• WORK ORDER: The reply is a verbatim copy of the listing below with its images dropped.
BEGIN TASK MATERIAL
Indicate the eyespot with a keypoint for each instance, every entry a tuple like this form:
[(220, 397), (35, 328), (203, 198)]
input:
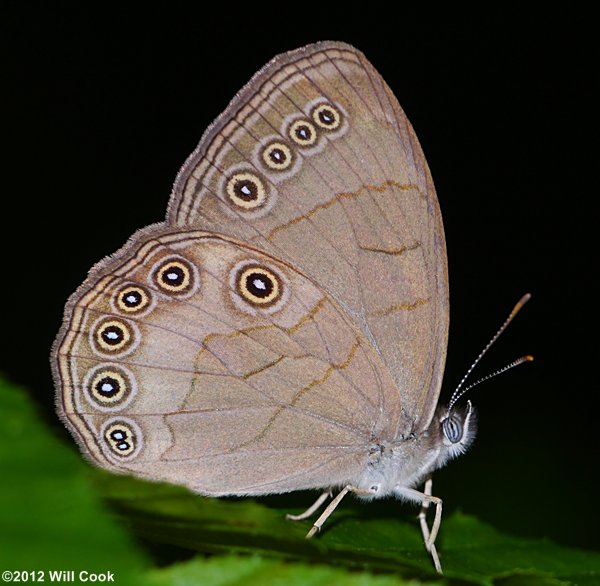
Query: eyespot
[(256, 286), (112, 336), (132, 299), (109, 387), (246, 190), (327, 117), (121, 438), (175, 276), (303, 133), (277, 156), (453, 430)]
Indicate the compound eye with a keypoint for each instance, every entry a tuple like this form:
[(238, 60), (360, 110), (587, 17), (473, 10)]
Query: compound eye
[(453, 429)]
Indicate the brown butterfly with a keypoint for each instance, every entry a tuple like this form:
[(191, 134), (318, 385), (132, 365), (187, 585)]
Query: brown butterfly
[(286, 327)]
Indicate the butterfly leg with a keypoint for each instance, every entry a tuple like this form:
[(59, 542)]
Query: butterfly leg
[(426, 498), (331, 507), (312, 509), (429, 545)]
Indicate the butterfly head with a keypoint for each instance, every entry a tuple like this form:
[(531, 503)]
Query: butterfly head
[(458, 426)]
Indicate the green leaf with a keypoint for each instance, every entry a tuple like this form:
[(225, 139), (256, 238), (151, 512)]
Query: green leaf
[(233, 570), (358, 536), (50, 517)]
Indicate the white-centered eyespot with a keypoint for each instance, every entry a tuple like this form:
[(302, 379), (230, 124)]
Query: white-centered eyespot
END TASK MATERIAL
• OUTPUT:
Indicate the eyespot with a keypoint for each instance, every entry a tuple like this form:
[(220, 397), (35, 328), (203, 198)]
input:
Query: eyespot
[(256, 286), (112, 336), (132, 299), (109, 387), (246, 190), (327, 117), (121, 438), (175, 276), (303, 133), (277, 156), (453, 430)]
Indicate the compound eye with a keypoint for each instance, every entry a tuple like this form:
[(238, 60), (360, 110), (587, 17), (473, 10)]
Query: compound eye
[(453, 429)]
Indicate the brown butterfly with a keypoint for each instance, every entry a tuple like this form:
[(191, 134), (318, 385), (132, 365), (187, 585)]
Query: brown butterfly
[(286, 327)]
Indicate the butterfly leg with a keypoint for each instance, every entry a tuple like this form:
[(59, 542)]
Query: butterfly leg
[(426, 498), (331, 507), (312, 509), (429, 545)]
Indicate the butterfly head with a keypoint for each instance, every entry a tuple like this form:
[(531, 503)]
Query: butterfly head
[(458, 426)]
Indicate the green leaf with a keypoint for each instance, every entry a tuple like this form:
[(225, 139), (256, 238), (151, 512)]
Query: green leaf
[(233, 570), (358, 536), (50, 517)]
Indicate the white-centered eyespot with a keypoint for each instance, every entry a tuple like this form:
[(302, 379), (230, 124)]
Query: white-centered eyespot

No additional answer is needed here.